> [Exercise A]
In the records below, rewrite every line from the line with "the snow covered" to the line with "point(103, 573)", requests included, and increase every coordinate in the answers by 79.

┄┄┄┄┄┄┄┄┄┄┄┄┄┄┄┄┄┄┄┄

In all seriousness, the Enterprise Refit corrected this by adding the reaction control thrusters seen in various parts of the ship. These were seen in future models too, like the Enterprise D. They are identified by the yellow, triangular, marks on the edge of the saucer, for example. I am guessing the people who made the model did not have the foresight to add this to TOS model.


----------



## charonjr (Mar 27, 2000)

The ship has two warp pods. An asymmetrical warp field would do the job nicely. If they are at impulse, all the warp power could be used and make the ship very highly maneuverable! I can see having an RCS for knocking about in space dock. But it would be useless for any maneuvering above a kilometer per second. Unless it is tied into the impulse or warp systems for fuel, and even then, the apertures of RCS would be a major limiting factor for speed.


----------



## Radiodugger (Sep 27, 2011)

Opus Penguin said:


> In all seriousness, the Enterprise Refit corrected this by adding *the reaction control thrusters* seen in various parts of the ship. These were seen in future models too, like the Enterprise D. They are identified by the yellow, triangular, marks on the edge of the saucer, for example...


The RCS can be seen here:










Here is the full size pic:

http://cdn.paper4pc.com/images/uss-enterprise-ncc1701a-plan-wallpaper-1.jpg

Doug


----------



## Steve H (Feb 8, 2009)

charonjr said:


> The ship has two warp pods. An asymmetrical warp field would do the job nicely. If they are at impulse, all the warp power could be used and make the ship very highly maneuverable! I can see having an RCS for knocking about in space dock. But it would be useless for any maneuvering above a kilometer per second. Unless it is tied into the impulse or warp systems for fuel, and even then, the apertures of RCS would be a major limiting factor for speed.


All true. This would also nicely account for the 'slow ocean going vessel' look of wide turns and slow banks.

But I can't help but feel that those fields would be pretty messy to have running in a space dock, so there's still a need, as you also say, for verniers to fine tune things like docking and matching course and stuff.


----------



## Zombie_61 (Apr 21, 2004)

Y'know, there's a reason it's called science _fiction_.


----------



## Steve H (Feb 8, 2009)

Zombie_61 said:


> Y'know, there's a reason it's called science _fiction_.


Well, of course, but let's not forget that 'Science' is part of the title, right? That means things have reason, not 'just because'.


----------



## Zombie_61 (Apr 21, 2004)

Steve H said:


> Well, of course, but let's not forget that 'Science' is part of the title, right? That means things have reason, not 'just because'.


Uh huh, right. Google "technobabble".


----------



## charonjr (Mar 27, 2000)

I have to admit that the RCS does make sense. I always felt their addition to the movie Enterprise was a sort unnecessary retro-tech approach to answer the question: how does she make turns? The JJprise takes this to an extreme level, with its rockets on the under side of the saucer. At first, I thought the huge tanks were fuel for these things. Then Khan2bad showed how things were so tied into the warp core, that nothing on the ship would function without the warp core!

┄┄┄┄┄┄┄┄┄┄┄┄┄┄┄┄┄┄┄┄

> [Exercise B]
Using the forum thread about reaction control thrusters, state whether each statement agrees with it: (i) the yellow, triangular marks on the edge of the saucer identify the reaction control thrusters; (ii) charonjr says an RCS would be useful for maneuvering above a kilometer per second; (iii) Zombie_61 suggests searching for "technobabble". Answer yes or no for each and quote the deciding words.

> [Data rows]
┄┄┄┄┄┄┄┄┄┄┄┄┄┄┄┄┄┄┄┄

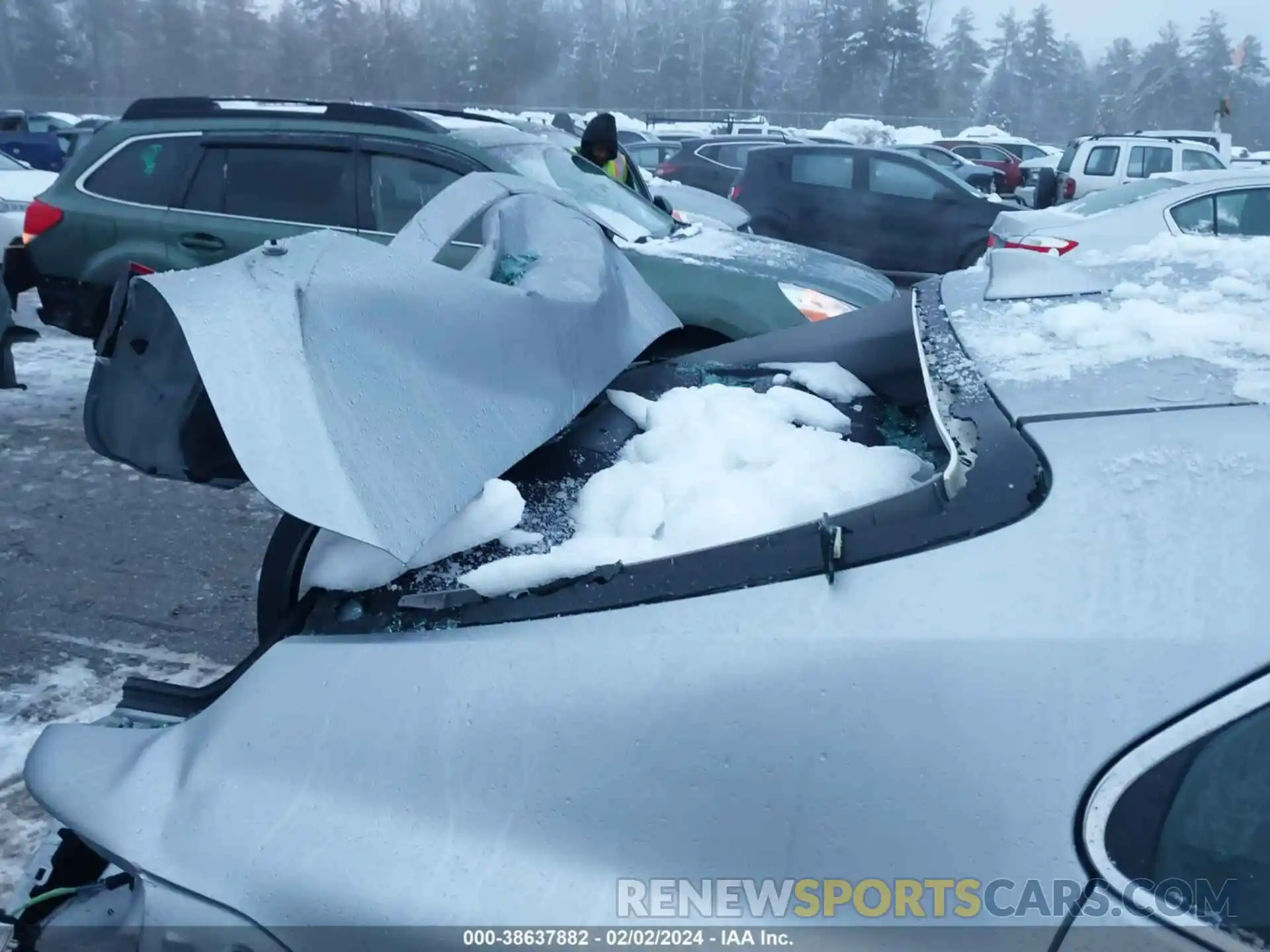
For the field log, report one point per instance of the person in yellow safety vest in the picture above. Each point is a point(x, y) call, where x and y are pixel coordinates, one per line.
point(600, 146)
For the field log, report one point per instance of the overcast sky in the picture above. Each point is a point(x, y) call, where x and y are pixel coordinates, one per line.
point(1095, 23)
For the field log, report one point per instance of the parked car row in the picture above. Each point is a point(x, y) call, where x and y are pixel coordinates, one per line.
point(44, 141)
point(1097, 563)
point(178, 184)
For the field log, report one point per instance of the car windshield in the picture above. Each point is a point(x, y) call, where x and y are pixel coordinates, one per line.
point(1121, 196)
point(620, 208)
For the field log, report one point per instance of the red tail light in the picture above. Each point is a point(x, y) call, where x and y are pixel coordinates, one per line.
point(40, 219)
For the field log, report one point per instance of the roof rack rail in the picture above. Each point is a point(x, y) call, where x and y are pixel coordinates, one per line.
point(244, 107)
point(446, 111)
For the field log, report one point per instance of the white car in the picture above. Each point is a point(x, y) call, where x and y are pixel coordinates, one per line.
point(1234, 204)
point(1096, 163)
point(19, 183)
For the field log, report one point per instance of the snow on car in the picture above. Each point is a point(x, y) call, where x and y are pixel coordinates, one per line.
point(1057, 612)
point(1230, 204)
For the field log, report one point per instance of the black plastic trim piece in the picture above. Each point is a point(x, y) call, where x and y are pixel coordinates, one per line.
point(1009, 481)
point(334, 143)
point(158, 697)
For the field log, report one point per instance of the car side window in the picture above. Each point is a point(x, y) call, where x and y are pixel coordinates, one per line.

┄┄┄┄┄┄┄┄┄┄┄┄┄┄┄┄┄┄┄┄

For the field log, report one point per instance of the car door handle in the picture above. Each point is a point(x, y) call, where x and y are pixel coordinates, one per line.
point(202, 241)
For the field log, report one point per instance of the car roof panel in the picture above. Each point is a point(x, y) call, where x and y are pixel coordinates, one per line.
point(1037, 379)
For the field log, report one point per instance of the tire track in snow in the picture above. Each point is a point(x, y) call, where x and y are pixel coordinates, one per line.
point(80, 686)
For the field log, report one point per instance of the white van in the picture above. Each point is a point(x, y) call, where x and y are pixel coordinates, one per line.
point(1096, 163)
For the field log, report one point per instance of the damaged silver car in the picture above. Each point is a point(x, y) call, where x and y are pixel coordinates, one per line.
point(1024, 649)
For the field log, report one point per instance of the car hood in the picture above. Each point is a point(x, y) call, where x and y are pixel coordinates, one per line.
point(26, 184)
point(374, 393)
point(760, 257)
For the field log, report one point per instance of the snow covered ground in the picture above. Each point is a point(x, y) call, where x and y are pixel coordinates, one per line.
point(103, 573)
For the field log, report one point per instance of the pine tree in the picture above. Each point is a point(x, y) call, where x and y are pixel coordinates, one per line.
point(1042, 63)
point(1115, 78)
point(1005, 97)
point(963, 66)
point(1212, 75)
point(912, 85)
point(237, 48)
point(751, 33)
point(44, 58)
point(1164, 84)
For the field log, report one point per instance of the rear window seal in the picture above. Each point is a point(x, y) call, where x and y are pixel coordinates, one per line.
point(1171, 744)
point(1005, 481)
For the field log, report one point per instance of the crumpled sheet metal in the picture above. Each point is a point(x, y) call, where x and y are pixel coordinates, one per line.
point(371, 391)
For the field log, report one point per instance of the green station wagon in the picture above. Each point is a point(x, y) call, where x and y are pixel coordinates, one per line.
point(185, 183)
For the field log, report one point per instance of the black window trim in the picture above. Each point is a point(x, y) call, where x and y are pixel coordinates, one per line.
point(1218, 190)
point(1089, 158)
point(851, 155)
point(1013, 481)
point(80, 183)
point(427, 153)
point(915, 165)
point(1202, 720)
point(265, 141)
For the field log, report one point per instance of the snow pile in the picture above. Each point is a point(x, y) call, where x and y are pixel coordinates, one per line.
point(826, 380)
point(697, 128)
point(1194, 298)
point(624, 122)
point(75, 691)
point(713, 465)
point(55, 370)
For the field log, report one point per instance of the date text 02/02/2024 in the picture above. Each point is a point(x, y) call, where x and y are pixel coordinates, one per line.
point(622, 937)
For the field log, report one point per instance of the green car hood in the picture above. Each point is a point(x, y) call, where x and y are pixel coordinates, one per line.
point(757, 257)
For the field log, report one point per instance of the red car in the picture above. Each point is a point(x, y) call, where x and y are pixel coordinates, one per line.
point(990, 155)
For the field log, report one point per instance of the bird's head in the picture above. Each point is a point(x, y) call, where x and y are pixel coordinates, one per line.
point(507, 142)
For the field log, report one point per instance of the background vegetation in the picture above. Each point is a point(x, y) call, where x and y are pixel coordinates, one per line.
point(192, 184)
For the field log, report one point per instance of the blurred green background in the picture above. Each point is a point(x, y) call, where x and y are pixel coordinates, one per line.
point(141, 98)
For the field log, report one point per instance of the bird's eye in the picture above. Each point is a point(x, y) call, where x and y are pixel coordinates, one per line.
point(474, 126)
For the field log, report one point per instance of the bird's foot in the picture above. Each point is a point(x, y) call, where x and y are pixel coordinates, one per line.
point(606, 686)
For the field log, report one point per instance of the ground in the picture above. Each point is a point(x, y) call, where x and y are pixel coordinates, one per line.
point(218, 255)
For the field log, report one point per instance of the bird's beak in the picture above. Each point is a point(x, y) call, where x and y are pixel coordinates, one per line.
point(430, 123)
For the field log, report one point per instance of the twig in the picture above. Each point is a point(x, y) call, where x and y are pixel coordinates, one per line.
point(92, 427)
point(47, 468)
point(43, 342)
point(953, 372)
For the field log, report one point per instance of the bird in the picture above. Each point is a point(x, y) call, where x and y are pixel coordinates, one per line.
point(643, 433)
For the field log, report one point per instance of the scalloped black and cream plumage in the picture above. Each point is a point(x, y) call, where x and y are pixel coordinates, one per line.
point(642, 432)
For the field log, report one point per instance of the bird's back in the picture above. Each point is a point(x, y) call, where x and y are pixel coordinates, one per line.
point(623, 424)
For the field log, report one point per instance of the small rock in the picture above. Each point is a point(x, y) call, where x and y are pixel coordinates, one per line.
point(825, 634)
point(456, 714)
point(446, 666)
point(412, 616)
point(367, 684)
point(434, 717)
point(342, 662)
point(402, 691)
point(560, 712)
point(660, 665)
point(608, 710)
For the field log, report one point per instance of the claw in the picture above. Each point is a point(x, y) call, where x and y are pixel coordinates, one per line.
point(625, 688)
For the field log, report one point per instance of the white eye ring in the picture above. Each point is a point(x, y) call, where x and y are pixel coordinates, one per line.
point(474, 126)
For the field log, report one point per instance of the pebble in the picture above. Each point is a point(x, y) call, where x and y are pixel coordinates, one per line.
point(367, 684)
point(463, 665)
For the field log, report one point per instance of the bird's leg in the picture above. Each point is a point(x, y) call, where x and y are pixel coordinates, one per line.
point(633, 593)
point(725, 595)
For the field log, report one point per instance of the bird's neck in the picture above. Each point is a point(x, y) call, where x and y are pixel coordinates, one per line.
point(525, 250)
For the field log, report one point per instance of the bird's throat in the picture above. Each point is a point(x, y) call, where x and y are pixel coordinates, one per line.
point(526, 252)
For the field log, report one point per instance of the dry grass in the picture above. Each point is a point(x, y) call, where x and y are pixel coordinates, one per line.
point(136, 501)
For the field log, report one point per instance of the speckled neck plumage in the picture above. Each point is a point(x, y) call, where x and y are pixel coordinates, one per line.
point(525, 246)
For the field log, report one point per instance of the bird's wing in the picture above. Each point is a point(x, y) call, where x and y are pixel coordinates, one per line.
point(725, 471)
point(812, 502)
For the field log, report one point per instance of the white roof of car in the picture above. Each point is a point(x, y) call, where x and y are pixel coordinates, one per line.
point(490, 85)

┄┄┄┄┄┄┄┄┄┄┄┄┄┄┄┄┄┄┄┄

> [Expected answer A]
For the field log, report one point per instance of the snow covered ground in the picture above. Each point is a point(x, y) call, where x and y are pixel coordinates, one per line.
point(182, 652)

> [Expected answer B]
(i) Yes: "They are identified by the yellow, triangular, marks on the edge of the saucer"
(ii) No: "But it would be useless for any maneuvering above a kilometer per second."
(iii) Yes: "Google "technobabble"."